____ Material for this task

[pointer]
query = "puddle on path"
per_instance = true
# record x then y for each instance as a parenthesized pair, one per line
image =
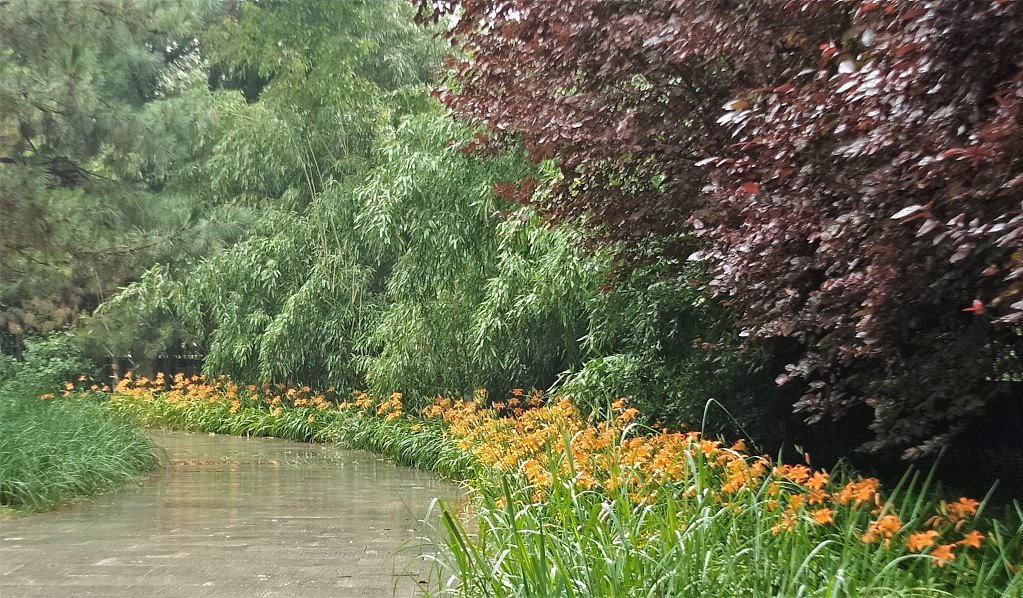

________

Present the lines above as a JSON list of strings, with one string per line and blank lines omitted. Leave the picture out of the list.

## Correct answer:
[
  "[pointer]",
  "query = \"puddle on path\"",
  "per_instance = true",
  "# record x then y for each instance as a parenthesized pair, one per line",
  "image ="
]